- [Page]:
Luna: New Moon follows the Cortas, a family that counts itself amongst the five Dragons, the elite corporate families, of the moon. It does not center on a specific character so much as the family itself as they navigate the politics of life on the moon. The Cortas own most of the helium-3 refining business on the moon, controlling the ebb and flow of energy across habitats. Adriana Corta, the ambitious matriarch of the family, fought tooth and nail for the business, taking it away from another of the Dragons, the Mackenzie Metals corporation. As her influence begins to wane, the other Dragons smell an opportunity. All her family has to do is keep their enemies at bay while making sure they don’t destroy themselves from the inside.

McDonald’s characters are vibrant and interesting, if not entirely likable in the beginning. There are also so many that it was hard to keep track of them. I kept having to go back and forth to make sure I was not just continuously adding new characters of my own creation. After a few chapters of learning the intricacies of the family dynamics, though, they began to feel familiar. The Corta family’s choices and actions began to flesh out their personalities and general outlook. Lucas, Adriana’s second son, is manipulative and practical. He always feels the burden of maintaining the family and tries to protect it from what he sees as the messes that his hot-headed older brother Rafa creates. Adriana, the matriarch, is cold, calculating and singularly driven. Lucasinho, Lucas’ son, grew up in a life of luxury and is more carefree than the others. There are plenty more, each with a depth that I have rarely encountered in such a short span of pages. While McDonald wrote characters that were excellent examples of people thriving in a brutally competitive system, he made me care for their existence.

- [Problems to solve]:
a) Which members of the Corta family are named in the review of Luna: New Moon above?
b) Pick up the Luna: New Moon review after its final sentence and keep writing.

- [Data records]:

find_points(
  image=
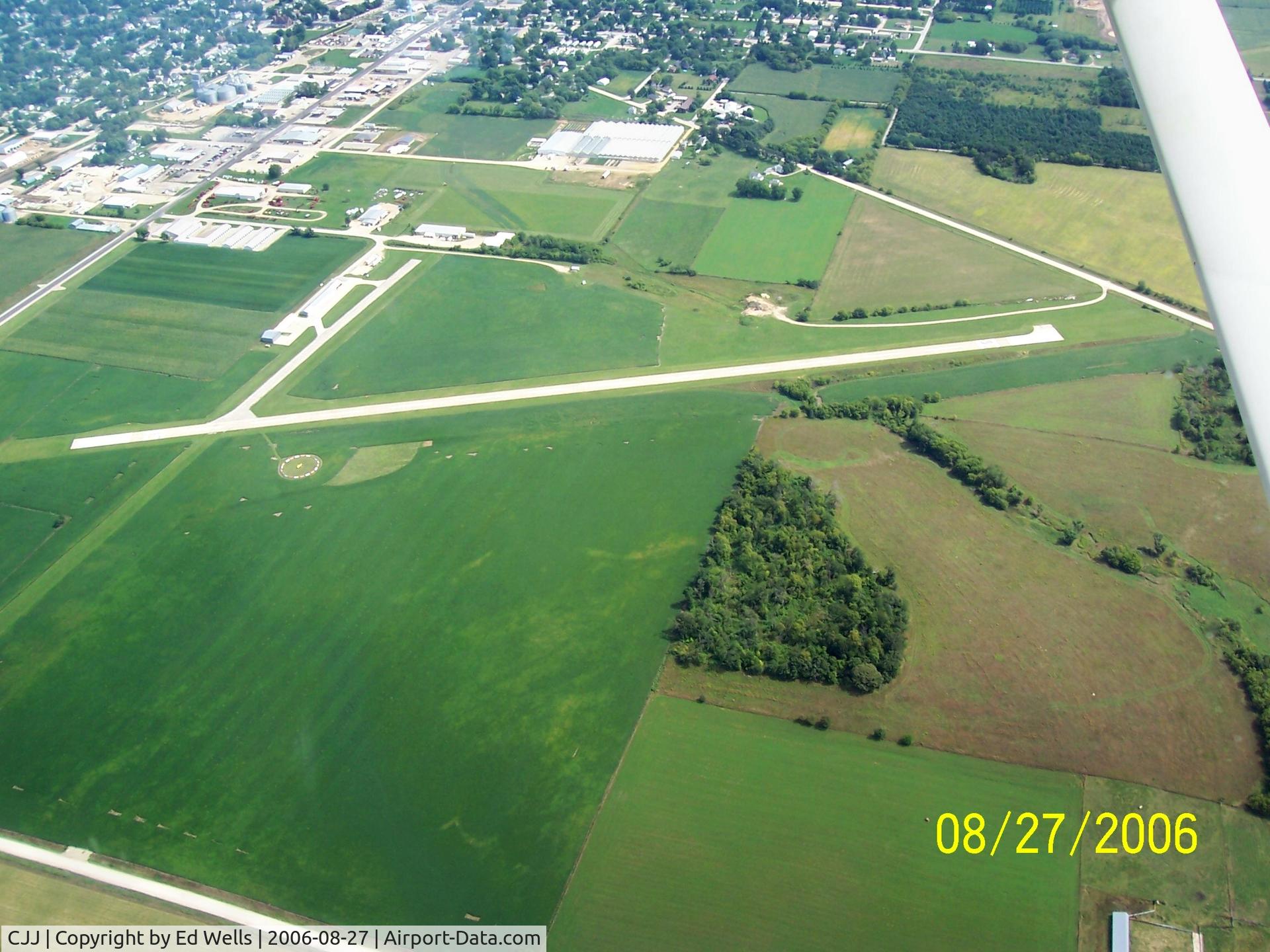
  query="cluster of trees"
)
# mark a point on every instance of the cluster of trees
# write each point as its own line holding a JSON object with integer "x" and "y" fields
{"x": 773, "y": 190}
{"x": 934, "y": 116}
{"x": 783, "y": 592}
{"x": 548, "y": 248}
{"x": 1208, "y": 416}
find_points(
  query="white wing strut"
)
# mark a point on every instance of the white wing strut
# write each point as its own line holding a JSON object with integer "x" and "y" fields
{"x": 1214, "y": 147}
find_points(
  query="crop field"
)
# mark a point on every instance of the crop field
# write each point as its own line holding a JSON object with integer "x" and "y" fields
{"x": 1114, "y": 221}
{"x": 1223, "y": 879}
{"x": 1250, "y": 26}
{"x": 34, "y": 254}
{"x": 859, "y": 84}
{"x": 1216, "y": 513}
{"x": 855, "y": 130}
{"x": 179, "y": 309}
{"x": 517, "y": 320}
{"x": 727, "y": 830}
{"x": 763, "y": 240}
{"x": 1009, "y": 655}
{"x": 460, "y": 136}
{"x": 487, "y": 197}
{"x": 32, "y": 896}
{"x": 793, "y": 117}
{"x": 962, "y": 379}
{"x": 48, "y": 506}
{"x": 887, "y": 257}
{"x": 411, "y": 736}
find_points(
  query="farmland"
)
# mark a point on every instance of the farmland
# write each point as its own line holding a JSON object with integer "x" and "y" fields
{"x": 1006, "y": 630}
{"x": 887, "y": 257}
{"x": 447, "y": 713}
{"x": 860, "y": 84}
{"x": 487, "y": 197}
{"x": 1114, "y": 469}
{"x": 36, "y": 898}
{"x": 839, "y": 816}
{"x": 1114, "y": 221}
{"x": 798, "y": 237}
{"x": 423, "y": 110}
{"x": 521, "y": 320}
{"x": 32, "y": 254}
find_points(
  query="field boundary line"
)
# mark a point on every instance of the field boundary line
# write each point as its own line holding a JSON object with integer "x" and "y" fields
{"x": 74, "y": 556}
{"x": 1019, "y": 249}
{"x": 1040, "y": 334}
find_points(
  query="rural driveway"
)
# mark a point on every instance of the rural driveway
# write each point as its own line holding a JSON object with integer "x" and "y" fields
{"x": 1043, "y": 334}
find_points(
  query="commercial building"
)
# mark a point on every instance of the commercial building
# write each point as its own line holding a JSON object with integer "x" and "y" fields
{"x": 634, "y": 141}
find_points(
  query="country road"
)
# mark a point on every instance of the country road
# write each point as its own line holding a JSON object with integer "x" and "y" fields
{"x": 1042, "y": 334}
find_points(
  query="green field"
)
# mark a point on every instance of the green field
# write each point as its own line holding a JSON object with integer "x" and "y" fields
{"x": 860, "y": 84}
{"x": 33, "y": 254}
{"x": 404, "y": 738}
{"x": 1009, "y": 651}
{"x": 32, "y": 896}
{"x": 460, "y": 136}
{"x": 1117, "y": 222}
{"x": 889, "y": 258}
{"x": 181, "y": 310}
{"x": 726, "y": 830}
{"x": 517, "y": 320}
{"x": 792, "y": 117}
{"x": 1250, "y": 26}
{"x": 855, "y": 130}
{"x": 762, "y": 240}
{"x": 486, "y": 197}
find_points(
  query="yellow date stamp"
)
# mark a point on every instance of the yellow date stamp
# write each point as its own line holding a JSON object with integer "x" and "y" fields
{"x": 1033, "y": 834}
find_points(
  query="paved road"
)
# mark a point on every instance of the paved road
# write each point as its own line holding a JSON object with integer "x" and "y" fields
{"x": 252, "y": 145}
{"x": 75, "y": 861}
{"x": 1025, "y": 252}
{"x": 1043, "y": 334}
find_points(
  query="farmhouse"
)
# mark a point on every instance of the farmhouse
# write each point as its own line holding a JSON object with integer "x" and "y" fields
{"x": 638, "y": 141}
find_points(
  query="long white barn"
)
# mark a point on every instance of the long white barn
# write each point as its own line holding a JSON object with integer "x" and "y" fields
{"x": 636, "y": 141}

- [Task results]:
a) Adriana Corta, Lucas, Rafa, Lucasinho

b)
McDonald’s uncanny ability to advance the plot through his impressive characterization gripped me. Flashbacks– all to different times in Adriana’s life– were cleverly placed and brought so much depth to the story that they might be some of my favorites ever. The first one felt unfortunately jarring, as the reader must adjust from a third person narrative to a heavily informed third person retrospective following Adriana’s ascent to the moon. I normally do not like to point out specific parts of a book’s plot, but McDonald kind of broke me with Adriana’s flashbacks. Each one is presented as a story to remind the next generation of where the family came from. Rarely have I felt a character’s thoughts about their own past as distinctly as I did with her. The sheer indifference to her own emotions as she relentlessly follows her ambition was as commendable as it was painful. The ease with which she adapted to the harsh life of the moon was astounding, accepting struggle as the defining feature of her life. The second flashback sequence is where I felt for her most prominently, as McDonald details the choices Adriana made to build a monopoly and join the ranks of the elite. She cuts people out of her life to find the success she craves, and it is devastating. Even though she is often cold and calculating, you get the feeling that some of the decisions she makes early are tough, slowly becoming easier with each successive one. I honestly lost my breath at the end of her final recounting, astonished by her comfort with who she was.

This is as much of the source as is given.